| RECORDS SUPPLIED |
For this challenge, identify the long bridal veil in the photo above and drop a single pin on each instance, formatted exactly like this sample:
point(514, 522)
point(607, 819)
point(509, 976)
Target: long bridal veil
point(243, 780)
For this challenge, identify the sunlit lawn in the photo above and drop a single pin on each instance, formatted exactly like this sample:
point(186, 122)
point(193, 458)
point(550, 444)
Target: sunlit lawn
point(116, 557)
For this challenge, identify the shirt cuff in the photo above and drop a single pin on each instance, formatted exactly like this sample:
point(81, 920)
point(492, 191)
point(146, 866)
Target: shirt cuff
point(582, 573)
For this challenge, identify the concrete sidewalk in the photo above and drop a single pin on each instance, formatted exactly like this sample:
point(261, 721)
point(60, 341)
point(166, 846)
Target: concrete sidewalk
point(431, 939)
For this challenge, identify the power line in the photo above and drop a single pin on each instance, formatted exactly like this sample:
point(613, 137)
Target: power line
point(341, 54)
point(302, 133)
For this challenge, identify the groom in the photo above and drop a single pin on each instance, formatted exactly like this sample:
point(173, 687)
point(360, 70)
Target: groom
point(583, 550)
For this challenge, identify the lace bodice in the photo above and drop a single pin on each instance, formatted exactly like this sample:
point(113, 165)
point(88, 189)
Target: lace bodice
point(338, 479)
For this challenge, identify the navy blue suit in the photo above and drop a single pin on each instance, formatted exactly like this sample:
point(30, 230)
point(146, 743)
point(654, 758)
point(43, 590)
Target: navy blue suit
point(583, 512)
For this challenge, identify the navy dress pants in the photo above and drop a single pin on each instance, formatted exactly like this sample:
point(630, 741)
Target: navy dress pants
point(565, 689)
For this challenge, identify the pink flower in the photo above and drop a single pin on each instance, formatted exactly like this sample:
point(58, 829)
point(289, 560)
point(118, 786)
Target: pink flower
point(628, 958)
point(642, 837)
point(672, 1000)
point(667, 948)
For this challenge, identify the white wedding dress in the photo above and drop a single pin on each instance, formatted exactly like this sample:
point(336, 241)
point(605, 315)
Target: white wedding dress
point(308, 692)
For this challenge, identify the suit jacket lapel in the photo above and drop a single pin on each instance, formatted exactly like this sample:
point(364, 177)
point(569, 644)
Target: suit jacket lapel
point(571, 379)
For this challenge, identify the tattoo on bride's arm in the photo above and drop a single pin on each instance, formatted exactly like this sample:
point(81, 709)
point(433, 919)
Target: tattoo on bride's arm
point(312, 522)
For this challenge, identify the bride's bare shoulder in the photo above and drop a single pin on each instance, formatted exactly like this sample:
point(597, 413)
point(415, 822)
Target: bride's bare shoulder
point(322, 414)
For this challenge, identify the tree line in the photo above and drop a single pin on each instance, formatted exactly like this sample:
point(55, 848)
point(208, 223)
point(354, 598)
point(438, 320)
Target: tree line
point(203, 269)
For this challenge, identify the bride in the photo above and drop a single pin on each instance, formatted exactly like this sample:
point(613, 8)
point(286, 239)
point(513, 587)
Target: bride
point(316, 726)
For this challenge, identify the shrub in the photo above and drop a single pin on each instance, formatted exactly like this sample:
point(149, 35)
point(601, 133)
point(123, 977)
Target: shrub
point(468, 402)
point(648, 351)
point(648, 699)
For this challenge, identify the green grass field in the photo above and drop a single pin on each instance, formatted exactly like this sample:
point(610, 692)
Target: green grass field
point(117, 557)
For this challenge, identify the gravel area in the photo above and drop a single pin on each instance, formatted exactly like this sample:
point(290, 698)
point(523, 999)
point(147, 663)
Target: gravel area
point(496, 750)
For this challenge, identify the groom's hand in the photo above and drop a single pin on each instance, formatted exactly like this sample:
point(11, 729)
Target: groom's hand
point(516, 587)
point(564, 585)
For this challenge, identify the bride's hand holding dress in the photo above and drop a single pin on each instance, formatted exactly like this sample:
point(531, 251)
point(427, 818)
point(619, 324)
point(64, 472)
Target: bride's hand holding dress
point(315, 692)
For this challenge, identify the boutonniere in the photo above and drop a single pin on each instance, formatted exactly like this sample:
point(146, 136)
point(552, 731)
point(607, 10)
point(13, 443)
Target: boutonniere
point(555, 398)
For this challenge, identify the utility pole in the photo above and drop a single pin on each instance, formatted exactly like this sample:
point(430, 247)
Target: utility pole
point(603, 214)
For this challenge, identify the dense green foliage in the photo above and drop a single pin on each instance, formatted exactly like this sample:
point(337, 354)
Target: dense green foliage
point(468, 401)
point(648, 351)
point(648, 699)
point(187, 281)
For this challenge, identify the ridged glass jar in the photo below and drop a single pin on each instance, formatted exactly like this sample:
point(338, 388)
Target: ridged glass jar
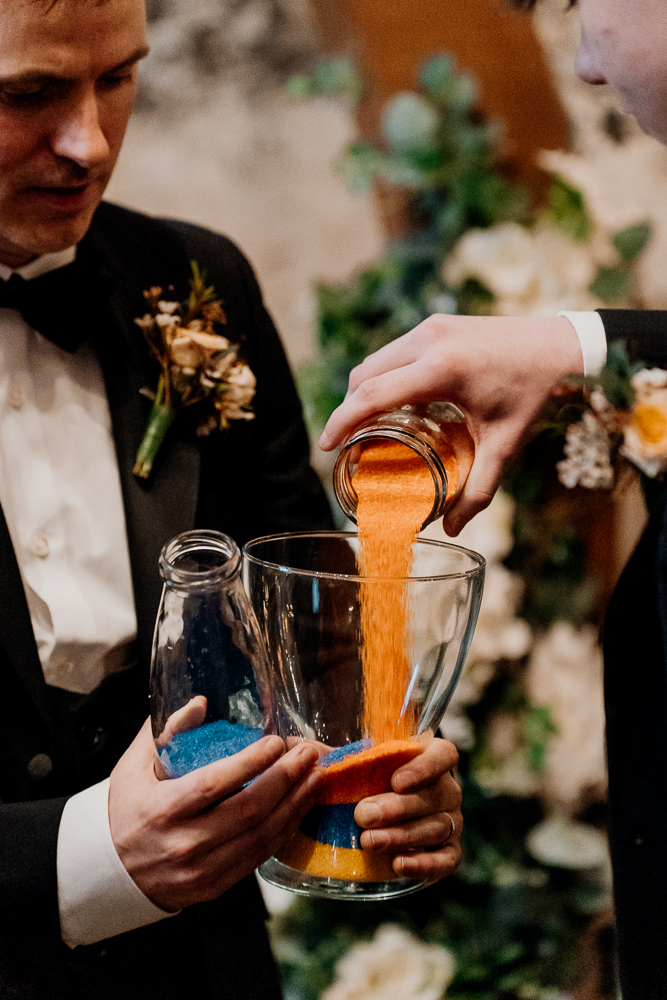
point(209, 672)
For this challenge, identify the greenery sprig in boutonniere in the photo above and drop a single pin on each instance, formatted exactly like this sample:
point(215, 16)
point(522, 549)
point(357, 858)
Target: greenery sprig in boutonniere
point(199, 367)
point(623, 417)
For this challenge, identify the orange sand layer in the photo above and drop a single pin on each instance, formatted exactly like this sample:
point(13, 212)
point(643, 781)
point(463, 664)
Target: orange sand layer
point(365, 773)
point(314, 858)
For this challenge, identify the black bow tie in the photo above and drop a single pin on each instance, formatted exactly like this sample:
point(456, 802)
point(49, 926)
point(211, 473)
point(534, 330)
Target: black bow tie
point(63, 305)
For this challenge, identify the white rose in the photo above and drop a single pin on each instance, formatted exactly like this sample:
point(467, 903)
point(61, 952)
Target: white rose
point(394, 964)
point(565, 673)
point(645, 435)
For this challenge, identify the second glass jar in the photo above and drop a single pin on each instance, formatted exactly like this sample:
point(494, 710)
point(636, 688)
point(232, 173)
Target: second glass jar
point(437, 432)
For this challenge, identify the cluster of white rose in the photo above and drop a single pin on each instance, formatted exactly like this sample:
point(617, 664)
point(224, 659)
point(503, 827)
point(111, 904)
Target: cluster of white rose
point(394, 964)
point(530, 271)
point(202, 364)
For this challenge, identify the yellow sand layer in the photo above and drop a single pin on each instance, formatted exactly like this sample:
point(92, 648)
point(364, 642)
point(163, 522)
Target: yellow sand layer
point(314, 858)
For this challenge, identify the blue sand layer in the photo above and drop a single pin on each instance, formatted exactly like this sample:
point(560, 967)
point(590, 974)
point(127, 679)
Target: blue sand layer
point(342, 752)
point(333, 825)
point(196, 747)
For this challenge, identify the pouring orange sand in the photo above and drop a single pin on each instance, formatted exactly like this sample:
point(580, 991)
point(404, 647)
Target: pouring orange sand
point(396, 495)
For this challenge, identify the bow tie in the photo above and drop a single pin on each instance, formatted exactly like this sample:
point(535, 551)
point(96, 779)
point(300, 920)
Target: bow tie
point(63, 305)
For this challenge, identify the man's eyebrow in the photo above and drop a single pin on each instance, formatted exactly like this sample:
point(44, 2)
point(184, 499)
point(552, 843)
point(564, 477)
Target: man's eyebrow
point(33, 75)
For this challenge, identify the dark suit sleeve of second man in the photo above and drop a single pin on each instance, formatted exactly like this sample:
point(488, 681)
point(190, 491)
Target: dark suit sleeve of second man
point(643, 330)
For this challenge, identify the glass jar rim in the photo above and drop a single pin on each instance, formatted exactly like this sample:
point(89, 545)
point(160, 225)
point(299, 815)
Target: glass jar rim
point(471, 573)
point(189, 542)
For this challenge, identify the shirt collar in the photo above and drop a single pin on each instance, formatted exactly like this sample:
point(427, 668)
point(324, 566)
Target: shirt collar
point(41, 265)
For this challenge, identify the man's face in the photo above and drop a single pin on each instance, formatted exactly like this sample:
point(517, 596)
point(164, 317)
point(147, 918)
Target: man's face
point(624, 43)
point(67, 84)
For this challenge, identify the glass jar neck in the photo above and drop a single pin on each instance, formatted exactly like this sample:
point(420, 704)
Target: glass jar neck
point(199, 561)
point(345, 467)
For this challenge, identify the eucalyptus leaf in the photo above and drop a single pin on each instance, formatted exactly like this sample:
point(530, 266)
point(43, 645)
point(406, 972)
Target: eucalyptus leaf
point(631, 242)
point(409, 122)
point(611, 284)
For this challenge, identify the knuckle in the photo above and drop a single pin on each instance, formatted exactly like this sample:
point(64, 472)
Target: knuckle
point(207, 786)
point(367, 390)
point(249, 810)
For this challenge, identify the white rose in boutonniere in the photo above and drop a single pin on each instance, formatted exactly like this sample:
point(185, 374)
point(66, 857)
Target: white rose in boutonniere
point(623, 416)
point(199, 367)
point(645, 434)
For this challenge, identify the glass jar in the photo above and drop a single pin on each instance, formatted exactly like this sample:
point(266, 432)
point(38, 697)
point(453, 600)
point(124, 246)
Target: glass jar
point(437, 432)
point(209, 695)
point(307, 593)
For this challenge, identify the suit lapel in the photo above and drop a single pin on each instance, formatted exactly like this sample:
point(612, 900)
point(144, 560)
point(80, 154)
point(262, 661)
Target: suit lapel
point(156, 510)
point(165, 505)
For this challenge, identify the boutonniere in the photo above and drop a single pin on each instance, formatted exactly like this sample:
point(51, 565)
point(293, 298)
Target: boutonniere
point(199, 368)
point(622, 418)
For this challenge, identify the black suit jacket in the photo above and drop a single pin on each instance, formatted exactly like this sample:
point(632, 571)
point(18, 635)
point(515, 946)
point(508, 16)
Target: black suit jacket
point(251, 480)
point(635, 647)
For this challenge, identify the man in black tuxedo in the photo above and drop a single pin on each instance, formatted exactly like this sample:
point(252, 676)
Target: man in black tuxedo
point(500, 371)
point(130, 887)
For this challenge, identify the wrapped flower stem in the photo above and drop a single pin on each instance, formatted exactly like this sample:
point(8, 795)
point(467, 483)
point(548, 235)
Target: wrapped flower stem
point(161, 418)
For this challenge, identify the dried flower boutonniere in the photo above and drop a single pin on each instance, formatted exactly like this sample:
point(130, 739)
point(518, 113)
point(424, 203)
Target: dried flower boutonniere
point(623, 417)
point(199, 368)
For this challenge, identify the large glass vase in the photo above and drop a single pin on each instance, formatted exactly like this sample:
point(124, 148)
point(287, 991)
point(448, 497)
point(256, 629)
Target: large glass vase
point(307, 594)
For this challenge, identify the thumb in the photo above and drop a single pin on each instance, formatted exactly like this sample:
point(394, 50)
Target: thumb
point(478, 492)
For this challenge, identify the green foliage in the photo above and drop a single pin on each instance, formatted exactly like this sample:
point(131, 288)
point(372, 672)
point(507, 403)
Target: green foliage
point(330, 78)
point(631, 242)
point(616, 284)
point(568, 210)
point(616, 376)
point(442, 156)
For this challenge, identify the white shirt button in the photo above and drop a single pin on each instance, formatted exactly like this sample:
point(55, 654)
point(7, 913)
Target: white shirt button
point(15, 396)
point(39, 545)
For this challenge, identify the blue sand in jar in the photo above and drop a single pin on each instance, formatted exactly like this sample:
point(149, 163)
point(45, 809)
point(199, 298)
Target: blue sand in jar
point(342, 752)
point(196, 747)
point(333, 825)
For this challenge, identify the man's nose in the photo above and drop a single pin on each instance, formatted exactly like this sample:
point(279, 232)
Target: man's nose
point(79, 135)
point(586, 66)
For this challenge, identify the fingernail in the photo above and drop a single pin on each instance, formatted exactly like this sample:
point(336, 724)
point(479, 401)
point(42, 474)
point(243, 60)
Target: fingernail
point(403, 780)
point(379, 840)
point(367, 814)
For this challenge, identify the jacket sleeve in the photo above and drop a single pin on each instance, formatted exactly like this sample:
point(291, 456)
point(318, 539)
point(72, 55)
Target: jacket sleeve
point(644, 332)
point(28, 874)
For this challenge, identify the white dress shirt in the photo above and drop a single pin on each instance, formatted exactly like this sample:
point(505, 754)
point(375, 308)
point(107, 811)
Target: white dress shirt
point(61, 497)
point(590, 331)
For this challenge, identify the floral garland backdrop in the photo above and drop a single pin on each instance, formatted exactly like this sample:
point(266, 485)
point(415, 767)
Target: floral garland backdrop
point(527, 715)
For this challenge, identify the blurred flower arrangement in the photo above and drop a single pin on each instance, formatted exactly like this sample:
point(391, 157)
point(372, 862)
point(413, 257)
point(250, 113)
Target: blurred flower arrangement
point(528, 715)
point(623, 415)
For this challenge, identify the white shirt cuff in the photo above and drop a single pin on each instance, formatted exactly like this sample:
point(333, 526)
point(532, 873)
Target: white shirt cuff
point(97, 897)
point(590, 331)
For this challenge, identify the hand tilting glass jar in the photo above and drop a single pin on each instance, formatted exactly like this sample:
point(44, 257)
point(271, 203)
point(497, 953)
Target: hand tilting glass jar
point(209, 672)
point(437, 432)
point(307, 595)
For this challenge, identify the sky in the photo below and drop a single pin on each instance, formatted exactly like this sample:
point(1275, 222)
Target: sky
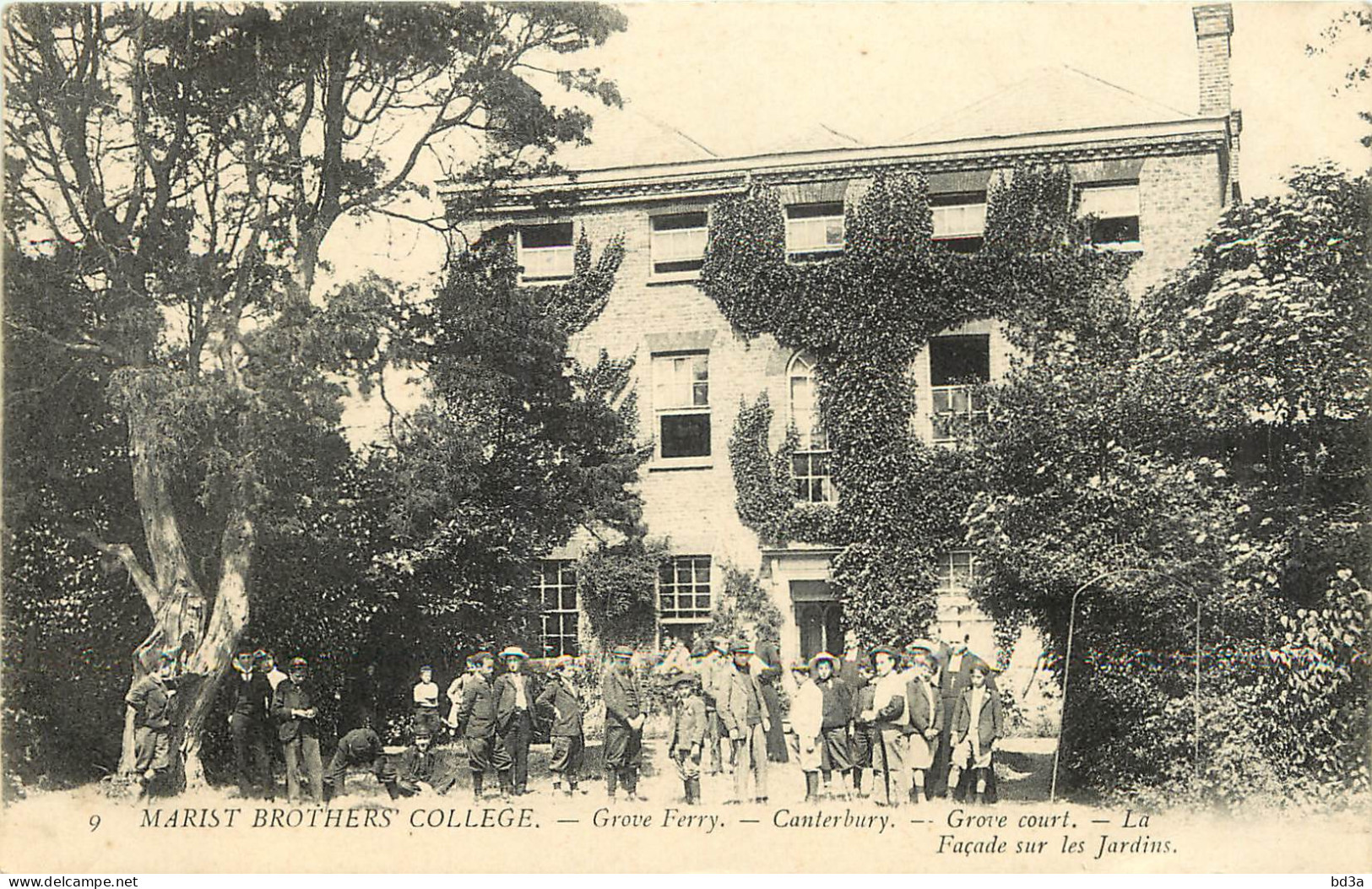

| WHAT IS ASKED |
Switch each "challenge" to "exercise" in the listing from its first line through the line containing "point(565, 689)", inclusive. Reproduce only those lines, leaving everything else in them unchanged.

| RESPONSE TO THE EXERCISE |
For this exercise, identify the long bridal veil in the photo above and drop a single pin on each instance, formatted exactly like this sample:
point(514, 522)
point(607, 819)
point(509, 976)
Target: long bridal veil
point(243, 780)
For this exercise, identify the sunlit lawn in the photo above and drop a single pin on each instance, formatted exactly like this sample:
point(186, 122)
point(193, 458)
point(550, 444)
Target: sunlit lawn
point(116, 557)
For this exercise, identify the shirt cuff in the photo above and drop a single pin on each instance, formatted exactly like this sample:
point(81, 920)
point(492, 191)
point(146, 866)
Target: shirt cuff
point(582, 573)
For this exercise, identify the concrete sidewalk in the photo above and drop a single pin on each instance, formatted exactly like this sample:
point(261, 721)
point(60, 341)
point(166, 846)
Target: concrete sidewalk
point(431, 939)
For this exercise, identify the power line in the photo above and drop a single pin on each instance, formatted exactly like this sample:
point(613, 137)
Target: power line
point(341, 54)
point(302, 133)
For this exercise, identify the groom in the photo above and drop a single pin on each instance, formatted exactly like this sample:
point(173, 687)
point(360, 70)
Target: groom
point(583, 550)
For this exercise, identify the lace bodice in the photo above and drop a single pin on each instance, formatted exactly like this sample:
point(113, 165)
point(88, 189)
Target: lace bodice
point(338, 479)
For this exercise, identify the navy blue suit in the photo above and drop a single pin on each instance, formatted exactly like this sample:
point(30, 230)
point(146, 743)
point(654, 758)
point(43, 590)
Target: navy blue suit
point(583, 512)
For this exercise, identify the navy dress pants in the photo above and drop a single pin on each instance, formatted exactly like this sample:
point(630, 741)
Target: navy dress pants
point(565, 689)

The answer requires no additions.